**Source passage**:
○ ○ ○
Demon Roach Underground (DRU) was a Lubbock, Texas based BBS that was popular in the "hacker" scene.

Grandmaster Ratte' was the SysOp of DRU, and the BBS was the "base system" for his group Cult of the Dead Cow, a computer hacker organization.

It ran from 1985 to 1999, though the name changed twice in its early existence.  The original name of the BBS was "The Amazing Captain Neato (TACN) BBS."  The name was then changed to "The Marauding C*A*M*E*L," before Ratte' changed the name for the final time to DRU.

The BBS ran GBBS software and was hosted on an Apple IIGS for its entire original lifetime.

Login 

After connecting, the user was required to enter a certain word to be able to log into the BBS.  Entries that would allow the user to enter the main DRU system included "THRASH" "GRUNGE" "CARCINOGEN" and "PIGFUCK".

The BBS required a new user password in order to gain access.  The password was "VOID".

The DRU login screen displayed the following warning:

"Warning: This BBS may contain explicit descriptions of, or advocate one or more of the following: adultery, murder, morbid violence, bad grammar, deviant sexual conduct in violent contexts, or the consumption of alcohol and illegal drugs. But then again, it may not. Who knows?"  This warning is now displayed on the cDc web site.
○ ○ ○
**Data lines**:
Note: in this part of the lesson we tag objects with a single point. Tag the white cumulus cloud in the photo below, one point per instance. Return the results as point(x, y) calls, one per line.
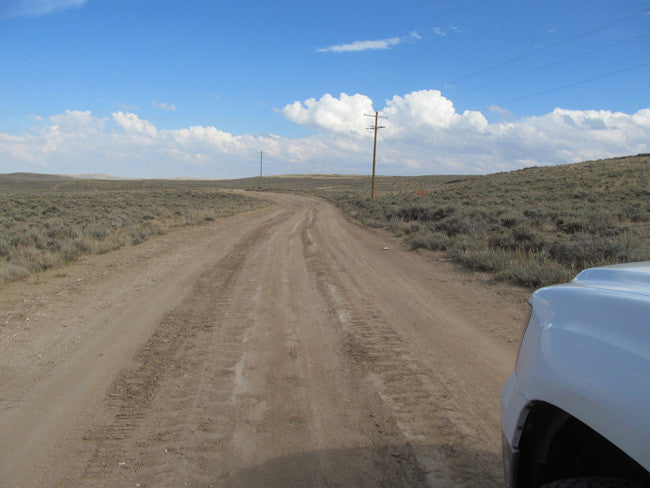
point(423, 133)
point(164, 106)
point(35, 8)
point(362, 45)
point(341, 115)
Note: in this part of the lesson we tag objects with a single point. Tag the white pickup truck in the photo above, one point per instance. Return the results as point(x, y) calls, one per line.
point(576, 410)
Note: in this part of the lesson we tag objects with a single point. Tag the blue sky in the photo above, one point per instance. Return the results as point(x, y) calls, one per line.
point(195, 88)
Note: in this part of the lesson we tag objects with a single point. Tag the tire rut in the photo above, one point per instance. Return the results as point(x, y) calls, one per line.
○ ○ ○
**What you will do**:
a) Write out the Demon Roach Underground passage from "The BBS required" up to and including "cDc web site.", word for word.
b) Pick up the Demon Roach Underground passage where it stops and carry it forward.
The rows come from a different source than the Demon Roach Underground passage.

**Task results**:
a)
The BBS required a new user password in order to gain access.  The password was "VOID".

The DRU login screen displayed the following warning:

"Warning: This BBS may contain explicit descriptions of, or advocate one or more of the following: adultery, murder, morbid violence, bad grammar, deviant sexual conduct in violent contexts, or the consumption of alcohol and illegal drugs. But then again, it may not. Who knows?"  This warning is now displayed on the cDc web site.

b)
History 

 September 27, 1985 - DRU goes online
 1986 - An ASCII Express (AE) was added to the BBS.  It was called "The Polka AE."  This name is a parody of the "Metal AE," which was a popular AE at the time.  Entering the word "KILL" at the GBBS entry prompt launched "The Polka AE" (rather than DRU); "KILL" was also the entry for "the Metal AE."
 1993 - A fake-version of the BBS was added.  It was called "Demon Roach Underground Elite."  At the main BBS entry prompt, one entered "SMASH."  This version of the BBS did not require a new user password.  An interesting feature was that the user list showed the passwords for all users, including the sysop.  Thus, any user could log in as any other user.  Messages were often posted and e-mails were often sent under other users' names.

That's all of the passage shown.